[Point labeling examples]
* * * *

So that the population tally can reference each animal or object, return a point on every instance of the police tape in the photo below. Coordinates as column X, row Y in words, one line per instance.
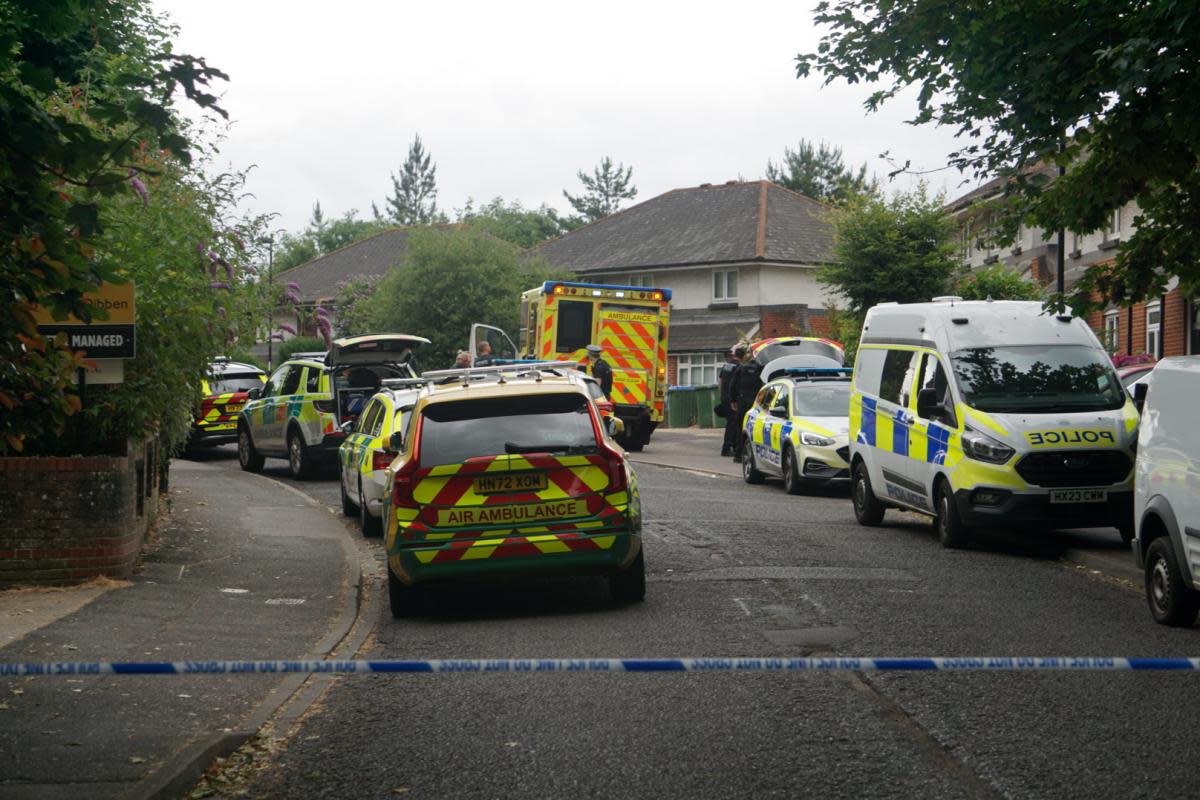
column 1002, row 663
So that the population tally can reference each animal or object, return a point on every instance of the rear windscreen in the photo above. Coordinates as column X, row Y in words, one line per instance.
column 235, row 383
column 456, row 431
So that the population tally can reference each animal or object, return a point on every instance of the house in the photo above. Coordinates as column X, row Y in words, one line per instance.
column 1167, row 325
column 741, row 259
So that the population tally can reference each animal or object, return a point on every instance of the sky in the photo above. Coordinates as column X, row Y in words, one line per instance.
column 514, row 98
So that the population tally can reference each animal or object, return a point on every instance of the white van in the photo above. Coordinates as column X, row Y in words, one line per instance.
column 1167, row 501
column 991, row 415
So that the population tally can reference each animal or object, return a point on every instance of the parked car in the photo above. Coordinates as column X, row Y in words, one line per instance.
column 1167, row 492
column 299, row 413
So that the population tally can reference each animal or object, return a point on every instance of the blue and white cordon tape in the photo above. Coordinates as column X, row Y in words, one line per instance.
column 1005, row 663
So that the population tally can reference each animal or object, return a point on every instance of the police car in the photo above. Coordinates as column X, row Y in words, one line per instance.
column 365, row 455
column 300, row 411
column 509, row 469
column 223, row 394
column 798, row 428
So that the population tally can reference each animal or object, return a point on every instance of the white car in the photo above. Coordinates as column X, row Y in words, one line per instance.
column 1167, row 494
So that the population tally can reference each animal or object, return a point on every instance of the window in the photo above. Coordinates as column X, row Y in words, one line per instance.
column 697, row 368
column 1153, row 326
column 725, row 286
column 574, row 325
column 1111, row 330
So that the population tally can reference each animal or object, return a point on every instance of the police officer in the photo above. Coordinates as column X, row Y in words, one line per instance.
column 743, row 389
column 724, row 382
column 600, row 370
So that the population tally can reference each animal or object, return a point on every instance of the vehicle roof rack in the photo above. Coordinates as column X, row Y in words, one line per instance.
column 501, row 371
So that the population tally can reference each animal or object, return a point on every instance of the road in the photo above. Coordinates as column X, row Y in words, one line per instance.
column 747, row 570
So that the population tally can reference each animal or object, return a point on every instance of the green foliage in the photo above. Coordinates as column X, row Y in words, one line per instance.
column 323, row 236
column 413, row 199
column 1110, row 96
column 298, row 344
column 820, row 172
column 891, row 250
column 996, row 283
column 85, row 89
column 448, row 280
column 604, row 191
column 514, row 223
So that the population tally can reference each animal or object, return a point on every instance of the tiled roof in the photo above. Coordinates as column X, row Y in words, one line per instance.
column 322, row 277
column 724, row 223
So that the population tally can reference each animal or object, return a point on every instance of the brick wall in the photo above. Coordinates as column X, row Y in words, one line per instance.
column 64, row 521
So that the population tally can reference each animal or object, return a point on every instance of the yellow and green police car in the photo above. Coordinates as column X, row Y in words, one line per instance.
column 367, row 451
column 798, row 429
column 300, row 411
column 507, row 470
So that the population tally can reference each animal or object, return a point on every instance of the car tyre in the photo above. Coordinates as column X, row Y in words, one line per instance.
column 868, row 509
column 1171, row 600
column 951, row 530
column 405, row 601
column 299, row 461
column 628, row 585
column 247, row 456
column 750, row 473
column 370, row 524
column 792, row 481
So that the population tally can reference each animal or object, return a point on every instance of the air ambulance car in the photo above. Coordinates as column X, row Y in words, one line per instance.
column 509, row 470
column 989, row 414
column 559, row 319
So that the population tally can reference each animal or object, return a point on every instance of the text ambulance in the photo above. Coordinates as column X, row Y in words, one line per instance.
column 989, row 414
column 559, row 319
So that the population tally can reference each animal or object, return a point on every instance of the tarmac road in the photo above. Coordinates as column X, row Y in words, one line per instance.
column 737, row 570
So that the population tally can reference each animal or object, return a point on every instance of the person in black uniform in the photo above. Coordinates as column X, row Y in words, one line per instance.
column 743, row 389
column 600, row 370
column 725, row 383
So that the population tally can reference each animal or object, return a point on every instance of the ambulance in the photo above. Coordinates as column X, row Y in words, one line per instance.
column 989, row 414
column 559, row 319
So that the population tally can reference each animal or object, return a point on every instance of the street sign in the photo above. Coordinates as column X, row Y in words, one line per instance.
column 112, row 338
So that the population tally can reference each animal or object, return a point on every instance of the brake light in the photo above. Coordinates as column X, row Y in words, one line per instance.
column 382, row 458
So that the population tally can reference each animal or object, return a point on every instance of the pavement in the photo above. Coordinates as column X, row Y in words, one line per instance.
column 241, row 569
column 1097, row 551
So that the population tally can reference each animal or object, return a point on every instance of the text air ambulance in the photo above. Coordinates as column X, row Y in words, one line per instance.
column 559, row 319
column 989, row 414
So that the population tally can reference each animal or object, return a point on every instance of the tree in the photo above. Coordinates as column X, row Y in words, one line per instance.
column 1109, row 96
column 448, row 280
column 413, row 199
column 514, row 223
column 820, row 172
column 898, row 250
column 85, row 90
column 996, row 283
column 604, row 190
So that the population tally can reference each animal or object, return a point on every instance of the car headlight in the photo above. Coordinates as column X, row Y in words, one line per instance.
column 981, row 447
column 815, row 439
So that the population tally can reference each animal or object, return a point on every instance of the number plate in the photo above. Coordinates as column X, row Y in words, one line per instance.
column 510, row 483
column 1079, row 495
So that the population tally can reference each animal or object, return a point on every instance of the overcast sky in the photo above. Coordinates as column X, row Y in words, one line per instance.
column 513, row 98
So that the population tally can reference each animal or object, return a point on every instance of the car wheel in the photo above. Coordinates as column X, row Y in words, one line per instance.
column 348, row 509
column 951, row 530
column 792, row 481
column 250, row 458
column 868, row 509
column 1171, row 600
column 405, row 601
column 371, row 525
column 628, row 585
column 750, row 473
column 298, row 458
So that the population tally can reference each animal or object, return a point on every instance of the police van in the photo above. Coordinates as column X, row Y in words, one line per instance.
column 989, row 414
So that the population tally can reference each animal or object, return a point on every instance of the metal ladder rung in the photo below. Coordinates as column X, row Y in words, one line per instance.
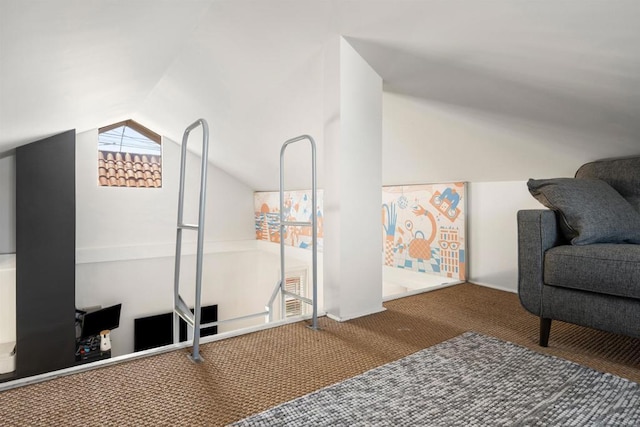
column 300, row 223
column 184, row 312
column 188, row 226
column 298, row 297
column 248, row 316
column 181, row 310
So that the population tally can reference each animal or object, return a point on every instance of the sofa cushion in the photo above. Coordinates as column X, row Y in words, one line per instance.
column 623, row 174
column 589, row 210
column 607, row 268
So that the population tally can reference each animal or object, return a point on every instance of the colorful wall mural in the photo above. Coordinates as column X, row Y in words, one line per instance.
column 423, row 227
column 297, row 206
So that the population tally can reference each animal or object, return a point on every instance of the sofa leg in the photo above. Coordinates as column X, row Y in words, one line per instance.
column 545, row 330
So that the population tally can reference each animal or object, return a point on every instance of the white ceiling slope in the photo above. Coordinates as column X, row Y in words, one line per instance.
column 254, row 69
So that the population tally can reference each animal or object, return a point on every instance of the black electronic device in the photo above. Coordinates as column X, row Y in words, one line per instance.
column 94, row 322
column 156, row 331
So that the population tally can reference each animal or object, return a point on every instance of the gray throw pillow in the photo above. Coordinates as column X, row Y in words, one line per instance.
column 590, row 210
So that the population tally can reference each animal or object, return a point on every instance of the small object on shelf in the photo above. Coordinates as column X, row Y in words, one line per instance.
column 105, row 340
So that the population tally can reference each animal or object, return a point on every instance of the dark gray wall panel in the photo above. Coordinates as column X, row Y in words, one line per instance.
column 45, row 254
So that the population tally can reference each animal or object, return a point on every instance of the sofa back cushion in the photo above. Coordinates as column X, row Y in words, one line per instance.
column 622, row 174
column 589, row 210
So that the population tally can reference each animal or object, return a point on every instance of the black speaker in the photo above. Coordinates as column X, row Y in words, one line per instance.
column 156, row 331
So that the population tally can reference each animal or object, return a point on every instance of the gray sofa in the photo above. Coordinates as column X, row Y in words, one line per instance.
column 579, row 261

* * * *

## TASK OBJECTIVE
Rename "population tally" as "species count" in the part of the material that opens with the line containing "the sofa leg" and closes with the line containing "column 254, row 69". Give back only those lines, with nothing else changed.

## FULL OUTPUT
So that the species count can reference each animal or object, return a point on every instance of the sofa leg in the photo above. Coordinates as column X, row Y in words, one line per instance.
column 545, row 330
So that the species count can reference each animal or object, return a point on every instance of the white ceiling slope in the photo above. Coordinates as column X, row Y in words, one line per instance.
column 254, row 69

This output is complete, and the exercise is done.